Excerpt to read —
----------------------------------------
With Optimus enabled, the X sever starts up properly, but external monitors are not recognized out of the box. Power state of the discrete graphics device can be controlled through vgaswitheroo, but switching between the discrete (DIS) and integrated graphics device (IDG) cannot be performed. Why is that, and what is vgaswitcheroo at all?

vgaswitcheroo

It is a mechanism built into the kernel that allows to switch between multiple graphics devices if (and only if) the configuration is equipped with a hardware multiplexer.It is documented not to work with Nvidia Optimus, as it does not incorporate a hardware multiplexer.

Nevertheless, it automatically loaded (it is part of the stock Ubuntu kernel) and allowed me to change the power state of the discrete graphics device. There are other solutions for changing the power state either automatically or manually, such as acpi_call or bbswitch. Both of these other solution have one thing in common - they are kernel modules not considered stable or mature. So my choice is to go with vgaswitcheroo for power state management, using the commands as shown below:


$ sudo cat /sys/kernel/debug/vgaswitcheroo/switch # display status
$ echo OFF | sudo tee /sys/kernel/debug/vgaswitcheroo/switch # power off DIS
$ echo ON | sudo tee /sys/kernel/debug/vgaswitcheroo/switch # power on DIS

I would like to stress again, that it is used for power state management only, as actual switching cannot be done with Optimus. One can verify power state of the discrete device with lspci but also with the power led of a monitor connected to the VGA port.
----------------------------------------
Written task — Please reproduce the vgaswitcheroo passage word for word, from start to finish.

Dataset excerpt —
----------------------------------------
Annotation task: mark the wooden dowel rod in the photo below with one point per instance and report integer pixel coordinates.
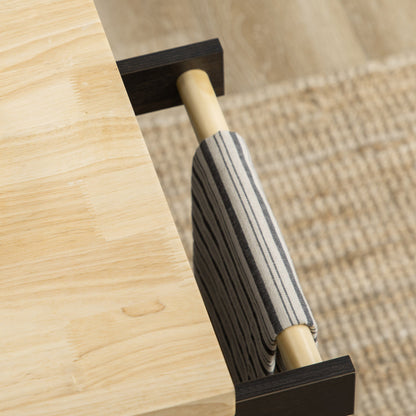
(297, 347)
(295, 344)
(201, 103)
----------------------------------------
Final result —
With Optimus enabled, the X sever starts up properly, but external monitors are not recognized out of the box. Power state of the discrete graphics device can be controlled through vgaswitheroo, but switching between the discrete (DIS) and integrated graphics device (IDG) cannot be performed. Why is that, and what is vgaswitcheroo at all?

vgaswitcheroo

It is a mechanism built into the kernel that allows to switch between multiple graphics devices if (and only if) the configuration is equipped with a hardware multiplexer.It is documented not to work with Nvidia Optimus, as it does not incorporate a hardware multiplexer.

Nevertheless, it automatically loaded (it is part of the stock Ubuntu kernel) and allowed me to change the power state of the discrete graphics device. There are other solutions for changing the power state either automatically or manually, such as acpi_call or bbswitch. Both of these other solution have one thing in common - they are kernel modules not considered stable or mature. So my choice is to go with vgaswitcheroo for power state management, using the commands as shown below:


$ sudo cat /sys/kernel/debug/vgaswitcheroo/switch # display status
$ echo OFF | sudo tee /sys/kernel/debug/vgaswitcheroo/switch # power off DIS
$ echo ON | sudo tee /sys/kernel/debug/vgaswitcheroo/switch # power on DIS

I would like to stress again, that it is used for power state management only, as actual switching cannot be done with Optimus. One can verify power state of the discrete device with lspci but also with the power led of a monitor connected to the VGA port.